Exercise: Output, exactly and alone, the lines from the one containing "the shoelace, imagine" through the last line of the material below, both ends included.

Material shown:

--- --- ---

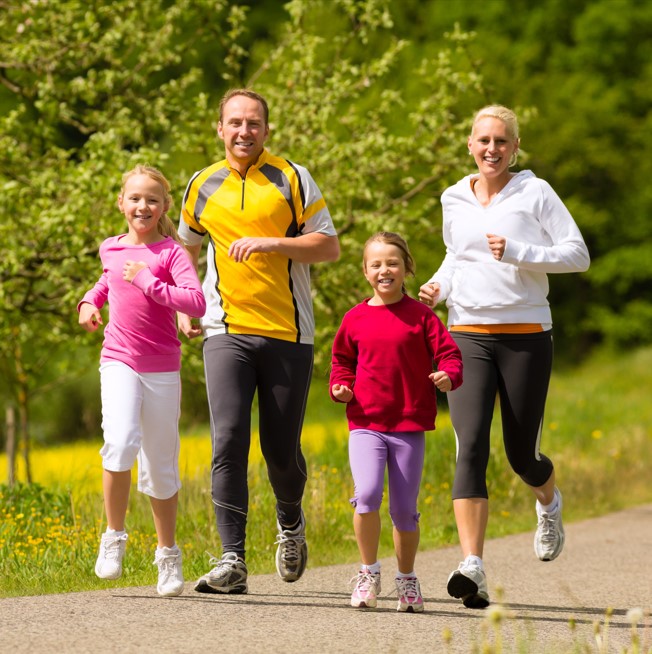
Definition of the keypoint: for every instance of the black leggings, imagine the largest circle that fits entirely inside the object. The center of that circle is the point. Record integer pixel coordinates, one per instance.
(517, 367)
(236, 367)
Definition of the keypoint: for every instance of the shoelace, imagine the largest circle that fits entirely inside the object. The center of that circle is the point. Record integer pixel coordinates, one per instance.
(365, 582)
(291, 545)
(167, 563)
(112, 546)
(222, 564)
(548, 526)
(408, 588)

--- --- ---

Answer section:
Definition of the keypoint: for every instance of the shoelace, imagine the largest circle that fits entirely inside the object. The center of that circle is the point. Record integer pixel coordinates, one per instance.
(365, 582)
(291, 545)
(167, 563)
(112, 546)
(222, 564)
(548, 526)
(408, 588)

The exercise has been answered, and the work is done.